DOKUMENTTEXT —
※ ※ ※

Jetzt kann man sagen: "Die hat ja Glück gehabt." Ja, stimmt. Ich weiß, dass es Menschen gibt, die früher und schneller altern, mit Falten und so. Aber ich würde den Menschen immer raten, dass das, was dich schön macht, immer nur von innen kommt. Es geht nicht anders. Gerade weil es eben ungerecht verteilt ist: Der eine hat eine Mähne, der andere nur drei Haare. Aber das kann man nicht wegoperieren. Man sollte einfach versuchen, sich mit sich selbst anzufreunden. Jeder Mensch hat etwas Liebenswertes und jeder Mensch hat etwas Schönes. Ich könnte mit meinen Ex-Männern eine Geisterbahn aufmachen. (lacht) Ich habe mich nie in die Optik verliebt. Ich habe mich verliebt in das, was sie gesagt haben, in den Humor, die Stimme.

Das ist eine wichtige Botschaft. Wie ist es Ihnen gelungen trotz des Erfolges so bodenständig zu bleiben?

Ich denke, dass ist eine Charakterfrage. Ich schätze das Leben einfach, bin unheimlich dankbar für das Leben, das ich mir aufgebaut habe, für das Selbstbewusstsein, dass ich mir erarbeitet habe, trotz meiner nicht einfachen Kindheit und Jugend. Ich bekomme so viel Anerkennung, ich habe so ein schönes Leben, das ist wirklich ein großes Glück. Menschen können brechen, das hätte mir auch passieren können, wenn ich nicht mit diesen Genen geboren wäre. Dann hätte ich auch auf der Straße landen können. Ich kann nur froh sein, dass es mir gut geht und ich stabil bin und auch Schicksalsschläge verkraften kann. Das ist leider nicht selbstverständlich.

※ ※ ※

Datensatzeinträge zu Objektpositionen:
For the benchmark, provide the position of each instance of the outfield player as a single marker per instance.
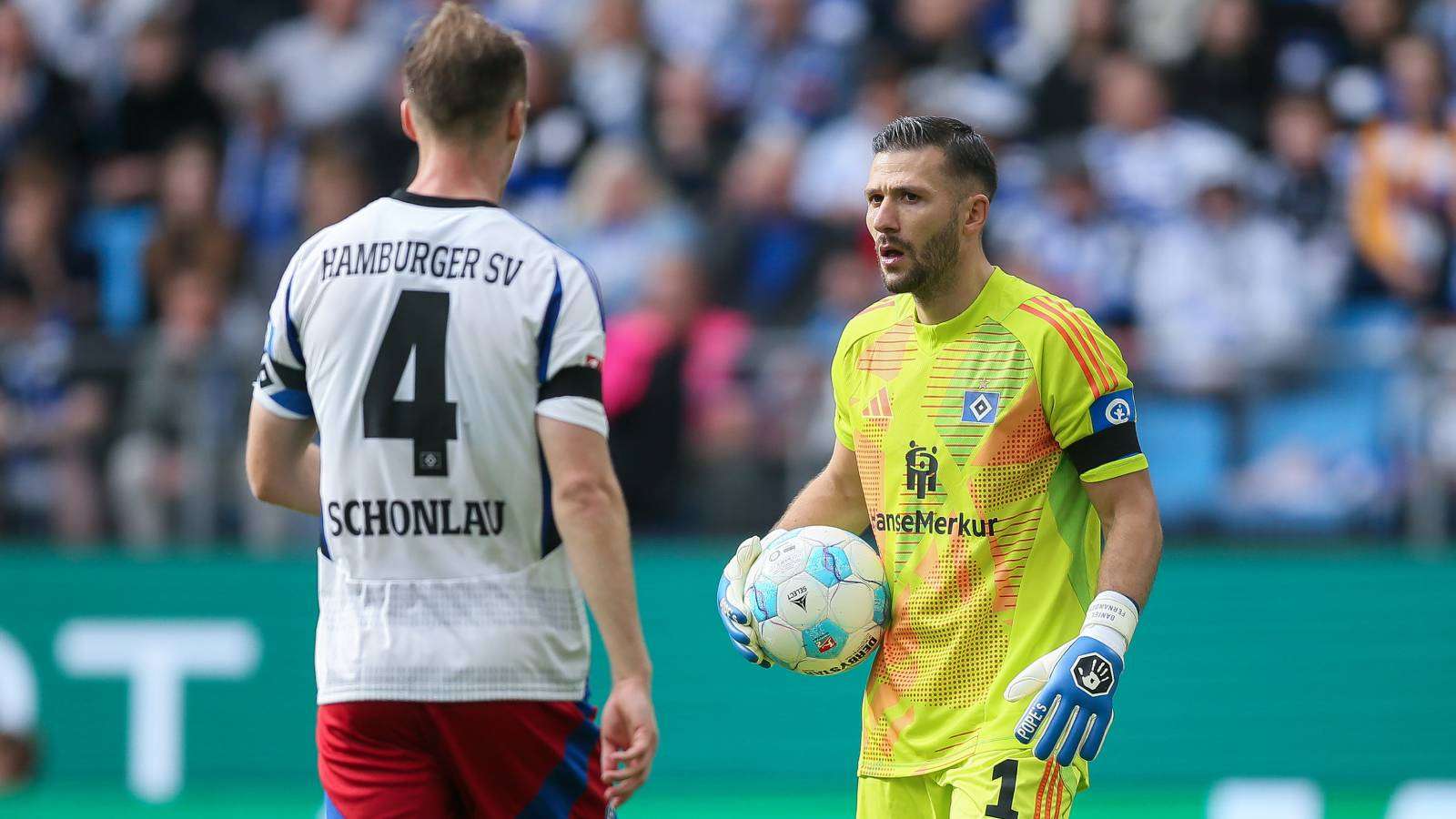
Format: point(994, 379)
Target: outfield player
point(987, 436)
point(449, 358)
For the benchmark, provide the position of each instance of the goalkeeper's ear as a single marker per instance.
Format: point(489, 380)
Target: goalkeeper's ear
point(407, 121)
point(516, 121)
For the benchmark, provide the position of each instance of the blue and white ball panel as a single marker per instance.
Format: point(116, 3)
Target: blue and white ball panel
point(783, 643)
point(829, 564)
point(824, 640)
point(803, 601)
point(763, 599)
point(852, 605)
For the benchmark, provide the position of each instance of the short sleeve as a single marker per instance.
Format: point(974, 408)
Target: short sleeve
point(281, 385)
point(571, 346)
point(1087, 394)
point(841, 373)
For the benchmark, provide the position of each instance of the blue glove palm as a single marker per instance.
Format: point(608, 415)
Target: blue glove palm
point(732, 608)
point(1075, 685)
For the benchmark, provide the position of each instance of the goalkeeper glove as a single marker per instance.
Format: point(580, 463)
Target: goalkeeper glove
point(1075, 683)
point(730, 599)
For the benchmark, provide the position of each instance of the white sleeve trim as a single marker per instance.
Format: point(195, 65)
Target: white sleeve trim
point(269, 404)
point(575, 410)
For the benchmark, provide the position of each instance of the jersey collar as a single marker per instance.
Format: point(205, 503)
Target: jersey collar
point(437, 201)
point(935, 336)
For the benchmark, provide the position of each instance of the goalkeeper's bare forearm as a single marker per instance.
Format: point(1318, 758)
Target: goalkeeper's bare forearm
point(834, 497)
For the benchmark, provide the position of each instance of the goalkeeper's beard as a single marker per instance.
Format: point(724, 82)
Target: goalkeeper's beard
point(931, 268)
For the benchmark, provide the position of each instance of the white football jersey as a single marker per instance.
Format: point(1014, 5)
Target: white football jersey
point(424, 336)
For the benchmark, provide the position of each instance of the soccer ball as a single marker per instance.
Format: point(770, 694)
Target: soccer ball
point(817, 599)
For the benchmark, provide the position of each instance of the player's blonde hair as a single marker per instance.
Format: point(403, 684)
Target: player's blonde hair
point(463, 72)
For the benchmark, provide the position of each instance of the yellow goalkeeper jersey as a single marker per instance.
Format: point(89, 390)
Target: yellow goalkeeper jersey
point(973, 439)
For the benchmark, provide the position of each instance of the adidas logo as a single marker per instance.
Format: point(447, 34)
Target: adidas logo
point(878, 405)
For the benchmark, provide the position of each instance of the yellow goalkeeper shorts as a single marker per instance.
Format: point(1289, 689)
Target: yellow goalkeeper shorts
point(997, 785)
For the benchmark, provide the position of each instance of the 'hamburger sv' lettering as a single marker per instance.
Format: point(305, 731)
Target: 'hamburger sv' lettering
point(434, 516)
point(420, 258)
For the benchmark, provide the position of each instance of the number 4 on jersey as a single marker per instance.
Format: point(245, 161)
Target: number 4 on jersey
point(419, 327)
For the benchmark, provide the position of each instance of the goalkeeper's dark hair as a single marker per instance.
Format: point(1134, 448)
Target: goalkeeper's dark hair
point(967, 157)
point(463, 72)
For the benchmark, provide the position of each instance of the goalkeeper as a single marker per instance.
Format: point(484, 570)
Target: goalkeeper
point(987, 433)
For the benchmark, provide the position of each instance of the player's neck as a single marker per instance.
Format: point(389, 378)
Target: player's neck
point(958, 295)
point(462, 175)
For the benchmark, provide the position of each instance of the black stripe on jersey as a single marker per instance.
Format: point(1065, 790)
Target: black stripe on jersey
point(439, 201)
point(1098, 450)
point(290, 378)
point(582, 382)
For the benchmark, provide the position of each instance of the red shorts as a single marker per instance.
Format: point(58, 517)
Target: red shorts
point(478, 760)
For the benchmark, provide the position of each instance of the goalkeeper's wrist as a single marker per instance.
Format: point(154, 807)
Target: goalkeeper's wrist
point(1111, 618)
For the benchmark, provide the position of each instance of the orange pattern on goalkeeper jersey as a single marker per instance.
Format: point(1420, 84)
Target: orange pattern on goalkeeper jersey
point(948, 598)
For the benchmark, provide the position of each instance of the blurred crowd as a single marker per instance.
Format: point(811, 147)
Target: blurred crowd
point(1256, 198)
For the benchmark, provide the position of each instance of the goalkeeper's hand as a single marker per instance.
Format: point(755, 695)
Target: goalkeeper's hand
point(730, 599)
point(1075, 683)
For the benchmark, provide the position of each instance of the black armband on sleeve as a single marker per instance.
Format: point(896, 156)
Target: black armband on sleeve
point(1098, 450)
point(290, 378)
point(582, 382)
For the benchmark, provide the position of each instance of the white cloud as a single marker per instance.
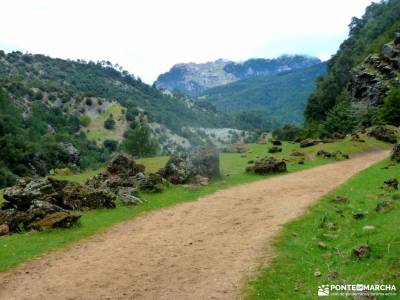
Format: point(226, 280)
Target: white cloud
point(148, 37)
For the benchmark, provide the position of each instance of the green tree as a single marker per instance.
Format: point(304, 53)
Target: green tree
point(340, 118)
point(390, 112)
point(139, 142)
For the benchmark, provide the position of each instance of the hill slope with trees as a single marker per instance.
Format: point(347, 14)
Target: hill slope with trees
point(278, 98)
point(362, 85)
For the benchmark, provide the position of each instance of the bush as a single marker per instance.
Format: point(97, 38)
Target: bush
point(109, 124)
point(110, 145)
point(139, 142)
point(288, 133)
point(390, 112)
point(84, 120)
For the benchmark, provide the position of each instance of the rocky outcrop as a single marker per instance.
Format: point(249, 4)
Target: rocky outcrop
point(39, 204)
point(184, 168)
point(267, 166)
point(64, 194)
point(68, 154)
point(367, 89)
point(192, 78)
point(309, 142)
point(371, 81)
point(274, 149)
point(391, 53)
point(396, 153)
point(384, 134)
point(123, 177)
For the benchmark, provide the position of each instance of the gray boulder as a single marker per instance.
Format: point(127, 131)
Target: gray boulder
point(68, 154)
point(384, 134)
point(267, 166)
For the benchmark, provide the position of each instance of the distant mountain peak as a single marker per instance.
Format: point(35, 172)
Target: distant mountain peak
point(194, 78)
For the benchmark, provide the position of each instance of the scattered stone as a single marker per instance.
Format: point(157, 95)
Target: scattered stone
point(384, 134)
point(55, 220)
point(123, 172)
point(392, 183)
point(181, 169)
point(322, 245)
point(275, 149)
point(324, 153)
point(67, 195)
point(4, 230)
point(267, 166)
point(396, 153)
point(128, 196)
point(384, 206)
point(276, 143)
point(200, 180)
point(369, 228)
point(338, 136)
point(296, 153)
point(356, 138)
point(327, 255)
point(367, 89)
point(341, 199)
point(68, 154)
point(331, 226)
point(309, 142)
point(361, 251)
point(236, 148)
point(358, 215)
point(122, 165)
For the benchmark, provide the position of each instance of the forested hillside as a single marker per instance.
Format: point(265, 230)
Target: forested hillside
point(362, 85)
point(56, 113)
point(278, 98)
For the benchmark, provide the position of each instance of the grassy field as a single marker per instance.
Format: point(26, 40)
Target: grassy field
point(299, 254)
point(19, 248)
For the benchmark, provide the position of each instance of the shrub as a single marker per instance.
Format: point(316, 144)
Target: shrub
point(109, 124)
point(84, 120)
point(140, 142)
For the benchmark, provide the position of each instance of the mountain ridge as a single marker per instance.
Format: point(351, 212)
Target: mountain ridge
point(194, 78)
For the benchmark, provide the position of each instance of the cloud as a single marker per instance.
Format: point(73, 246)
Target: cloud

※ ※ ※

AUFGABENBESCHREIBUNG —
Entscheide für jede der Aussagen (a), (b) und (c), ob sie mit dem Interview übereinstimmt, und belege jedes Ja oder Nein mit den ausschlaggebenden Worten, wörtlich zitiert. (a) Die befragte Person hat sich nach eigener Aussage nie in das Aussehen ihrer Partner verliebt. (b) Die befragte Person hatte eine einfache Kindheit. (c) Laut dem Interview lässt sich ungleich verteilter Haarwuchs wegoperieren. Stütze dich ausschließlich auf das Interview.

VOLLSTÄNDIGE LÖSUNG —
(a) Ja: „Ich habe mich nie in die Optik verliebt.“
(b) Nein: „trotz meiner nicht einfachen Kindheit und Jugend“
(c) Nein: „Aber das kann man nicht wegoperieren.“